━━━━━ Data provided ━━━━━

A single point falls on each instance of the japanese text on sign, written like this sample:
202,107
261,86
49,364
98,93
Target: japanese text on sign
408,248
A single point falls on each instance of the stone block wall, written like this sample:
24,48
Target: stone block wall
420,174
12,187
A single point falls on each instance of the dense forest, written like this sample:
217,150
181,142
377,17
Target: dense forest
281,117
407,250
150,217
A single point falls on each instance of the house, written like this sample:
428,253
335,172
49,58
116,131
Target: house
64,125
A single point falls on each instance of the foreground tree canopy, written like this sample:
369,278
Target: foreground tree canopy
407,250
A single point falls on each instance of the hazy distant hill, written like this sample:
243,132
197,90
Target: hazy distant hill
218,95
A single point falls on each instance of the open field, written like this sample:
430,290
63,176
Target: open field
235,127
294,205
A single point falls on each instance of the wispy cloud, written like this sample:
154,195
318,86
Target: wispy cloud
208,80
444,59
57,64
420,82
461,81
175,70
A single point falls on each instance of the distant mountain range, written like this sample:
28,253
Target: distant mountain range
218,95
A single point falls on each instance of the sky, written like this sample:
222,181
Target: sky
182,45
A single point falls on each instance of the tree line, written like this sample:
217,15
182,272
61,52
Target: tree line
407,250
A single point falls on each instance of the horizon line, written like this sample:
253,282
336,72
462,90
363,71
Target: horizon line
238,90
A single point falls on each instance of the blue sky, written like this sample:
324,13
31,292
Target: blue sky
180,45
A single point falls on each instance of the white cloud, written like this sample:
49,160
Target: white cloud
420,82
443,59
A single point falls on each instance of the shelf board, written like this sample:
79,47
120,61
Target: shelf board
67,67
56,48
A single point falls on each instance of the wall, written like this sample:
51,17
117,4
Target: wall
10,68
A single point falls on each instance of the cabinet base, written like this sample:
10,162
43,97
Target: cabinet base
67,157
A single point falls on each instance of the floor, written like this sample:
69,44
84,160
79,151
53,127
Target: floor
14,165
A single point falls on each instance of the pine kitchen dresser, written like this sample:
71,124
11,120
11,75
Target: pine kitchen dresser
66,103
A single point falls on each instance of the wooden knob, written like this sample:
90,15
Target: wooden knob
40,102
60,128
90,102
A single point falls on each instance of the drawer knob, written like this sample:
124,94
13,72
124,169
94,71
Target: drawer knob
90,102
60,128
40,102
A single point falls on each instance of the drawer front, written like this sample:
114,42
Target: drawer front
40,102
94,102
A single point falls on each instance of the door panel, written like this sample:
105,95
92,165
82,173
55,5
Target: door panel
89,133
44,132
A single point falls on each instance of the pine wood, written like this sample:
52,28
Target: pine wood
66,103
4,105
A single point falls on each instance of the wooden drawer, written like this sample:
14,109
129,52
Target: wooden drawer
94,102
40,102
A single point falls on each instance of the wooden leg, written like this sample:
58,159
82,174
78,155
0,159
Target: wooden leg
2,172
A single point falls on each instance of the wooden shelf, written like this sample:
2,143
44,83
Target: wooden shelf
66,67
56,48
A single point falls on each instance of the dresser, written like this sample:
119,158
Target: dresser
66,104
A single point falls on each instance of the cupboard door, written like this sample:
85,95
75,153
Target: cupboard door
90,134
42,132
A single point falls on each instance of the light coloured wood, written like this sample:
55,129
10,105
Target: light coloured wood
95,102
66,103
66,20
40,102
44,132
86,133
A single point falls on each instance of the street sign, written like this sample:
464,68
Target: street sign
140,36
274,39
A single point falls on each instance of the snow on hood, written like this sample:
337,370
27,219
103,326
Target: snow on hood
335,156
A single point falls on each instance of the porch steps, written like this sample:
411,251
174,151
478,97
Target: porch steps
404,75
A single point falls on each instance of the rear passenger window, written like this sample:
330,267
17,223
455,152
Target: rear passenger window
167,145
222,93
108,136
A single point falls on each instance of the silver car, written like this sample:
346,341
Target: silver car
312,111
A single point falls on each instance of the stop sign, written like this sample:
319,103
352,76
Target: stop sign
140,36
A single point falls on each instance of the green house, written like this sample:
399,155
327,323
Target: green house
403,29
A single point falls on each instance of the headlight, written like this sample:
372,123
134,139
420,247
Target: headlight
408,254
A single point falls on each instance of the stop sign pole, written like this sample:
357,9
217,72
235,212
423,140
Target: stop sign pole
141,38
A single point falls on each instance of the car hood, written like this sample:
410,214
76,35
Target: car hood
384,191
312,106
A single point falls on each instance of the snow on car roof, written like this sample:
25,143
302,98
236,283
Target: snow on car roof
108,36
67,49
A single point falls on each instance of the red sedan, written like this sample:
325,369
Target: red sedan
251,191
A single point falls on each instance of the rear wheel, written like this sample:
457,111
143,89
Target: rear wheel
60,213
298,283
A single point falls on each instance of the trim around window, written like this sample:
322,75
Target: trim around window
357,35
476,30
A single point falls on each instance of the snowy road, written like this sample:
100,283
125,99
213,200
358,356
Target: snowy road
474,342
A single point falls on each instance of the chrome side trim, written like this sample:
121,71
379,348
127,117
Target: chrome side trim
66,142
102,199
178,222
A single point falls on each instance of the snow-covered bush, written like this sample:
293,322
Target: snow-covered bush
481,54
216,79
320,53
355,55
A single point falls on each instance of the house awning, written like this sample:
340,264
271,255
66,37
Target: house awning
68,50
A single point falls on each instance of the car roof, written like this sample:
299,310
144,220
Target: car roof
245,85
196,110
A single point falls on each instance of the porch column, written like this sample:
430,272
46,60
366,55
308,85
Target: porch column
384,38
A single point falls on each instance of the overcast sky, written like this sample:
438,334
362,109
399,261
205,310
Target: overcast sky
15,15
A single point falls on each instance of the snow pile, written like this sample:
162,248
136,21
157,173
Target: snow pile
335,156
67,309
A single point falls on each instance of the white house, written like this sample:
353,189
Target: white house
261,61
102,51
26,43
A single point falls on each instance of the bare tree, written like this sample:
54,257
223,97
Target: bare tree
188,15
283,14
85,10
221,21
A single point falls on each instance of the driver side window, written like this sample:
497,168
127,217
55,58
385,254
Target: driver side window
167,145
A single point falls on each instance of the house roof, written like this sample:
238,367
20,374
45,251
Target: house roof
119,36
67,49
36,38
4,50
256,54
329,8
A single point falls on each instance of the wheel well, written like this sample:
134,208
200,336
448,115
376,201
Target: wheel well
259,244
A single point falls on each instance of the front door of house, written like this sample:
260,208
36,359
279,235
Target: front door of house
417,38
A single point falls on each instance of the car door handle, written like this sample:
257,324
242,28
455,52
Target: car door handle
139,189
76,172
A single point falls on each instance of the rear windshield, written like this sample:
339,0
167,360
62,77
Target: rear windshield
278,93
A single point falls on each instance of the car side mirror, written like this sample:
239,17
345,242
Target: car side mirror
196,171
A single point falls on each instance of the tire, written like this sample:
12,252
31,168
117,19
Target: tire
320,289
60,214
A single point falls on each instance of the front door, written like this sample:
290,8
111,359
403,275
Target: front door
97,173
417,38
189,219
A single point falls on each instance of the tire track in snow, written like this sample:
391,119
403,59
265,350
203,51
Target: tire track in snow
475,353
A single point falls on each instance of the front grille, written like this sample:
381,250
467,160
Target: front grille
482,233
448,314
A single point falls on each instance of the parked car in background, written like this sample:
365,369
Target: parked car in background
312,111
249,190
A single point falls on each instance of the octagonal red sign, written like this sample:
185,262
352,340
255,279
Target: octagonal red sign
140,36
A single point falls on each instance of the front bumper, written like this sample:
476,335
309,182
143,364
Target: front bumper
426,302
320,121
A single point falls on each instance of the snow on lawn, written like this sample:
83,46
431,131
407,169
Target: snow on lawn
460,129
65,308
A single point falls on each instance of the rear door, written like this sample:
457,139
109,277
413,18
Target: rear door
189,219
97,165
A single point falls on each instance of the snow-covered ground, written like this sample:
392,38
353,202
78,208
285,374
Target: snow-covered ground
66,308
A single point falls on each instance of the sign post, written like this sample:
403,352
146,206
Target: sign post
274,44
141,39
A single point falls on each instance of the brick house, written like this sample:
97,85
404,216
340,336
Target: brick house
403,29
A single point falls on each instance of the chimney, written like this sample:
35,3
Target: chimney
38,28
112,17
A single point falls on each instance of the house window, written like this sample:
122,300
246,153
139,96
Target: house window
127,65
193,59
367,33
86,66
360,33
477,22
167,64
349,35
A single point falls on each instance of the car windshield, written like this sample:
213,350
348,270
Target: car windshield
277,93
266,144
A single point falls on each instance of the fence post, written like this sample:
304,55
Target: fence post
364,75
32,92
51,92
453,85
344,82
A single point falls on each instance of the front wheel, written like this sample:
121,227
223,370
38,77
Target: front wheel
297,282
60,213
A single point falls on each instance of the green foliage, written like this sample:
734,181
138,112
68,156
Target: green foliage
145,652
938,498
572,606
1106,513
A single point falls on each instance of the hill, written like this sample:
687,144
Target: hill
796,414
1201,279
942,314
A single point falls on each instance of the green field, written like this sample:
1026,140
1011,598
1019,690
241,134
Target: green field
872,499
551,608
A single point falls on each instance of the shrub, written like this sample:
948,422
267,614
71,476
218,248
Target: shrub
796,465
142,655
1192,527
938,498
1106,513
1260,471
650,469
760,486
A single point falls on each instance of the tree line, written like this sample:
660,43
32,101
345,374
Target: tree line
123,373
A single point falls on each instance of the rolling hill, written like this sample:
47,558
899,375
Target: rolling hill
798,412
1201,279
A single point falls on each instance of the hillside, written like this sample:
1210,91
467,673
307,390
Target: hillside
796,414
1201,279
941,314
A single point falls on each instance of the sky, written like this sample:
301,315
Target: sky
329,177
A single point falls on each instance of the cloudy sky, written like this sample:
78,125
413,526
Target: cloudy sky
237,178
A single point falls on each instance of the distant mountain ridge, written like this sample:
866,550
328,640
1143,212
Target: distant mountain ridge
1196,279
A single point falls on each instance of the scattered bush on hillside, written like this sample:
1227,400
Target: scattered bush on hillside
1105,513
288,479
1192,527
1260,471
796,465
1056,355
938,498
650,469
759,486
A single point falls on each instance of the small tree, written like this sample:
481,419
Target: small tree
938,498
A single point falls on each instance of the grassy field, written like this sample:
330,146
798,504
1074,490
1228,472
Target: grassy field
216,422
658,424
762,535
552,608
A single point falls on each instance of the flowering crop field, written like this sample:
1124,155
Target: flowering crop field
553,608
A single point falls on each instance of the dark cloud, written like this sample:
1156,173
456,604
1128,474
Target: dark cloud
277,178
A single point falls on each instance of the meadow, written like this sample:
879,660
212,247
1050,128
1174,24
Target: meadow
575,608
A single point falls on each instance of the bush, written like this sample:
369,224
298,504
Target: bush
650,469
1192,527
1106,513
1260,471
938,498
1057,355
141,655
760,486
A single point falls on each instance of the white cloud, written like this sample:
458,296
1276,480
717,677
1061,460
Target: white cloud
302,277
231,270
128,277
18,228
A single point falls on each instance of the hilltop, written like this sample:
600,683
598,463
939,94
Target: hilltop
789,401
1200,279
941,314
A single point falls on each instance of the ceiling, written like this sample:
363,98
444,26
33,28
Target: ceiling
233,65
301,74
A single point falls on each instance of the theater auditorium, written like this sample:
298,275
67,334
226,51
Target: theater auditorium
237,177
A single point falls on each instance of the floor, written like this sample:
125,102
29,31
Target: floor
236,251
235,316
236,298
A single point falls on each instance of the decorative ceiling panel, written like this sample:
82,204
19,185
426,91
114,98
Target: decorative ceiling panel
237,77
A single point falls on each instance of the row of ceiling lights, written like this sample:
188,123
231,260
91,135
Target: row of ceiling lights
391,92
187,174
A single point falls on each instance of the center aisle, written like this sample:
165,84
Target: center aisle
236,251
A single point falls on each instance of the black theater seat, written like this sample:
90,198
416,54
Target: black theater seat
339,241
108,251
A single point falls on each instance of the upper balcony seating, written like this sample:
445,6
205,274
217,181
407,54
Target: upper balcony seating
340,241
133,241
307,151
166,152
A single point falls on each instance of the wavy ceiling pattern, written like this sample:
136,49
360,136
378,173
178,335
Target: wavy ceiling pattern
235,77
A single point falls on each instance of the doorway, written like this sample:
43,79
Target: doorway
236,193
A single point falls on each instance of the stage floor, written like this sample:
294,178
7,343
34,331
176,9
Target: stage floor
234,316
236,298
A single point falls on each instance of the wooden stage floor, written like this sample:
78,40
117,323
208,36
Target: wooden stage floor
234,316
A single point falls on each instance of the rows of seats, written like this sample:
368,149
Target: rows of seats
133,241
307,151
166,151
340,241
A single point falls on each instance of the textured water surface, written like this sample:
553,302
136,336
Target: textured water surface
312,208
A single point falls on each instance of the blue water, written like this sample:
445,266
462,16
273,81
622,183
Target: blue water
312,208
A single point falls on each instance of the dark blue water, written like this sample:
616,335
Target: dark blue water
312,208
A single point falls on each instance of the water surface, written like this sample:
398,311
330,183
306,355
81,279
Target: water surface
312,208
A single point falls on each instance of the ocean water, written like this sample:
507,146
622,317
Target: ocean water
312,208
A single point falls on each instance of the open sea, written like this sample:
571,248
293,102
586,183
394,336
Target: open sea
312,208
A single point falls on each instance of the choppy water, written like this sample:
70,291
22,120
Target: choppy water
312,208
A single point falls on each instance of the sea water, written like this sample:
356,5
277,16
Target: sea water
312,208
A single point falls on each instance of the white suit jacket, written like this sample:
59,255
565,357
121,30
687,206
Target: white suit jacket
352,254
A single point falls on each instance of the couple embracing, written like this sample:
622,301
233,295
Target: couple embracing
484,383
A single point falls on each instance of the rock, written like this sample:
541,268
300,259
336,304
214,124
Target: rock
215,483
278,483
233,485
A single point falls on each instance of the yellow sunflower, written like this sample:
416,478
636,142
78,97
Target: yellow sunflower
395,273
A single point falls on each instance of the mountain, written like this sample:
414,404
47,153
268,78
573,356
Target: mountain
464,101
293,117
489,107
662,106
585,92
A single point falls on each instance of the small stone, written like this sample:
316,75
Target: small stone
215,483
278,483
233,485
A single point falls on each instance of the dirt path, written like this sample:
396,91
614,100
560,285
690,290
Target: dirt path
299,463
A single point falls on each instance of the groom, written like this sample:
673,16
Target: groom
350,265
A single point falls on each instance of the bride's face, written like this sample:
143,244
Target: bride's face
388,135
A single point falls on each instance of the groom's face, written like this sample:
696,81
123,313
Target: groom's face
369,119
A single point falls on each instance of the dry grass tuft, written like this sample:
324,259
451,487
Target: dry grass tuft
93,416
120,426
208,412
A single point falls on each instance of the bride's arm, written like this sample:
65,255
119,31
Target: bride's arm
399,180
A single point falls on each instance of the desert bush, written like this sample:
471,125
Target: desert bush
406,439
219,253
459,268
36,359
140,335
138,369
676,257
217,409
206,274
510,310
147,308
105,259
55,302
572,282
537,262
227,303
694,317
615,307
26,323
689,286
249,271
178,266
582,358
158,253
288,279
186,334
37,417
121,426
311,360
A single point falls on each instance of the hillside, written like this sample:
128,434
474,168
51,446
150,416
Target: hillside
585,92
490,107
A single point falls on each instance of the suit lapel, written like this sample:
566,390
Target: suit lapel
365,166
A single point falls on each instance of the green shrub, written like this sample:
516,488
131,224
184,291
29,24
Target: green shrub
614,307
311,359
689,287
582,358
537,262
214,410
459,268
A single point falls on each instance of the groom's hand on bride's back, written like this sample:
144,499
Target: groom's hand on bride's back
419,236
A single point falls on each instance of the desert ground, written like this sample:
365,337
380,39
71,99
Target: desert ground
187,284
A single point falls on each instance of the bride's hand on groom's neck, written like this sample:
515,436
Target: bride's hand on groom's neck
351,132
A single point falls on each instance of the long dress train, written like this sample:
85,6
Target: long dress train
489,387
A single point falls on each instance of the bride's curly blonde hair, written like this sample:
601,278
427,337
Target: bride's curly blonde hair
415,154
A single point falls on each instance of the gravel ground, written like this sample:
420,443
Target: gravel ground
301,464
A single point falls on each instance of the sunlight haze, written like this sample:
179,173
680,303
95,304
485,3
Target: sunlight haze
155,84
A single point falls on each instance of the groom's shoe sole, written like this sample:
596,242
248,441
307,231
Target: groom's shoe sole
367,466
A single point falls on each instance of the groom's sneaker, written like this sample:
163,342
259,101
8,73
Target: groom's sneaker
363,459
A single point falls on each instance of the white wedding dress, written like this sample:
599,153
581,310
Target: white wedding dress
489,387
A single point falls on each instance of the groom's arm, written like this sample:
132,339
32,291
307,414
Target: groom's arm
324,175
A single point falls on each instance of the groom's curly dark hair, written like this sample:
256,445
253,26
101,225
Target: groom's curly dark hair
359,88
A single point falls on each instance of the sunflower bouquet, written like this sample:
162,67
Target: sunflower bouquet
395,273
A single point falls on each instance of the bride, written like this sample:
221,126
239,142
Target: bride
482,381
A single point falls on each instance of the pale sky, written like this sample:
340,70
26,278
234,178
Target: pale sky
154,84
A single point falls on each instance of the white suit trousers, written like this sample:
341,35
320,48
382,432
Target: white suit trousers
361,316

━━━━━

**Short exercise**
Every line from the one containing "A single point falls on each instance of the groom's hand" through the end of the data must be repeated exactly, and no other line.

**Reply to the exercise**
A single point falls on each instance of the groom's hand on bride's back, written like this sample:
144,499
Target: groom's hand on bride's back
419,236
A single point falls on each instance of the desert ground, written like this sample:
365,337
380,39
71,99
Target: desert ground
187,284
A single point falls on each instance of the bride's hand on groom's neck, written like this sample:
515,436
Target: bride's hand on groom's neck
351,132
A single point falls on each instance of the long dress train, written like this sample:
85,6
Target: long dress train
489,387
A single point falls on each instance of the bride's curly blonde hair, written like this sample:
601,278
427,337
Target: bride's curly blonde hair
415,154
A single point falls on each instance of the gravel ground, written like this sample:
420,443
Target: gravel ground
301,464
A single point falls on each instance of the sunlight haze, written like this sample:
179,173
680,303
95,304
485,3
Target: sunlight haze
155,84
A single point falls on each instance of the groom's shoe sole, written like this sample:
596,242
248,441
307,231
Target: groom's shoe sole
367,466
A single point falls on each instance of the groom's sneaker, written like this sample:
163,342
259,101
8,73
Target: groom's sneaker
363,459
A single point falls on each instance of the white wedding dress, written like this sample:
599,153
581,310
Target: white wedding dress
489,387
A single point falls on each instance of the groom's arm, written like this sample:
132,339
32,291
307,414
Target: groom's arm
324,175
A single point falls on each instance of the groom's curly dark hair, written like this sample:
256,445
253,26
101,225
Target: groom's curly dark hair
359,88
A single point falls on each instance of the sunflower bouquet, written like this sample:
162,67
Target: sunflower bouquet
395,273
A single point falls on each instance of the bride, written like this sample:
221,126
239,142
Target: bride
482,381
A single point falls on each instance of the pale sky, written like this sample:
340,70
26,278
234,178
Target: pale sky
154,84
A single point falls on each instance of the white suit trousers, written like this sample:
341,35
320,48
382,432
Target: white suit trousers
361,316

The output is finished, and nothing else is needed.